**ページ**:
════════════════════

そこには違和感を感じる。「芝えびといかのクリスタル炒め」のクリスタルって何?
食品販売業界と飲食業界の出鱈目ぶりは以前から知っていた。時には今回のような「行事」は必要。船場吉兆の時も「行事」はあったが、業界はまだ甘く見ていた。メニュー通りの商品が提供できなければ、さっさとメニューを書き換えるべきでしょう。
「メニューと違う?たいした違いはないからかまわないよ」といってくれる客はこの国では少数派だから。
この厳格さはこの国の工業製品に充分に反映されてる。今回の「事件」そのものには違和感は感じない。
あの高圧的な態度の社長の弁明にはツッコミどころ満載なのに、記者たちの質問が甘すぎると思っていたくらいだ。
投稿: ハマッコー | 2013年10月30日 11:54
ハマッコー さん:
なるほど、これは 「行事」 なのですね。
>メニュー通りの商品が提供できなければ、さっさとメニューを書き換えるべきでしょう。
そうするには、「車海老懐石フルコース」 を 正直に「ブラックタイガー懐石フルコース」 と表示されても、「しかるべし」 と了解する覚悟をすべきですね。
ただ、こんな簡単なことに、単なる 「雰囲気論」 で抵抗する人がいるので、話が面倒になります。
我が国では、工業製品の世界と食い物の世界で、ダブルスタンダードが存在するようです。
>あの高圧的な態度の社長の弁明にはツッコミどころ満載なのに、記者たちの質問が甘すぎると思っていたくらいだ。
26日の記事で、
それに対して西洋人の "apology" はかなり堂々としているので、日本人はついそのペースに飲まれてしまって、いつもの感情論で責め立てるメソッドが成立しなくなってしまう。これも元はと言えば、論理で渡り合うより感情論でいきり立つ方が強く出られるという、妙な風土に馴染みすぎたことが問題なのだが。
と書いたように、ジャーナリストでもあの程度なのです。困ったものです。
投稿: tak | 2013年10月30日 17:21
魚の虚偽表示(わざとじゃない場合もありますが)がいかに普通に行われているかはアメリカのラジオでもつい先日聞きました。
http://www.npr.org/blogs/thesalt/2013/02/21/172589997/one-in-three-fish-sold-at-restaurants-and-grocery-stores-is-mislabeled
特に切り身になれば味で細かい違いが分かる人なんてほとんどいないんだろうし、caveat emptorなんでしょうね… かなり「こういうもんだからどうにもならない」感のあふれ出ている記事ですが。
投稿: めぐみ | 2013年10月30日 21:57
めぐみ さん:
アメリカでもそうなんですね。
ある意味、数限りなく広がる生物学的分類を、「必要十分」なコマーシャル分類に集約すると、こうなるというか。

════════════════════

**提供データ**:
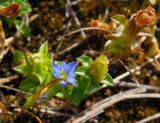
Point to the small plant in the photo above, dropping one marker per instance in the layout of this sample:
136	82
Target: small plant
73	81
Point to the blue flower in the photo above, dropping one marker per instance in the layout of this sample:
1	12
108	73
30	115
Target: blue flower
65	71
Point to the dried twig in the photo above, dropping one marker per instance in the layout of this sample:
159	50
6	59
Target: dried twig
75	17
133	85
14	89
148	119
100	106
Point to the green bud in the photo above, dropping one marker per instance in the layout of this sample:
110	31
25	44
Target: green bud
99	68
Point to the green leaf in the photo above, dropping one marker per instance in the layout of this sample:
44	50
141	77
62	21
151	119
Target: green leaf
108	80
78	93
23	69
85	60
29	85
32	99
44	48
121	19
119	46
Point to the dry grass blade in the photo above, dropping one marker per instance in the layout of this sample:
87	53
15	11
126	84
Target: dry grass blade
100	106
36	117
150	118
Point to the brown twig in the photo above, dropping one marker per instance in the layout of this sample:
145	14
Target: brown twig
150	118
14	89
100	106
75	17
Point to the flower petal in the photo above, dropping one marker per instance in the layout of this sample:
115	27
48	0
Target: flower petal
63	83
71	67
72	81
57	69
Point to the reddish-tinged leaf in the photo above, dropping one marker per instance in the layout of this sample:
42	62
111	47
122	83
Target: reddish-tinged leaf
10	11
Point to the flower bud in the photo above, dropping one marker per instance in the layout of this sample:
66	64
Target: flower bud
99	68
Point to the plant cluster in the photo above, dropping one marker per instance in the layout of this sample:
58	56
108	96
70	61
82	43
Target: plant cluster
73	81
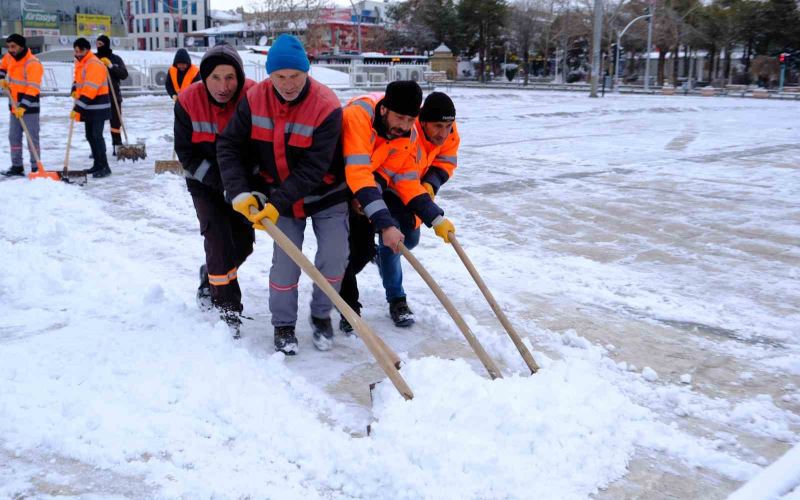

════════════════════

**課題の指示**: 上のメニュー表示をめぐるコメント欄のうち、「と書いたように、ジャーナリストでもあの程度なのです。困ったものです。」から「アメリカでもそうなんですね。」までの部分を、一字も変えずに出力すること。

**解答**:
と書いたように、ジャーナリストでもあの程度なのです。困ったものです。
投稿: tak | 2013年10月30日 17:21
魚の虚偽表示(わざとじゃない場合もありますが)がいかに普通に行われているかはアメリカのラジオでもつい先日聞きました。
http://www.npr.org/blogs/thesalt/2013/02/21/172589997/one-in-three-fish-sold-at-restaurants-and-grocery-stores-is-mislabeled
特に切り身になれば味で細かい違いが分かる人なんてほとんどいないんだろうし、caveat emptorなんでしょうね… かなり「こういうもんだからどうにもならない」感のあふれ出ている記事ですが。
投稿: めぐみ | 2013年10月30日 21:57
めぐみ さん:
アメリカでもそうなんですね。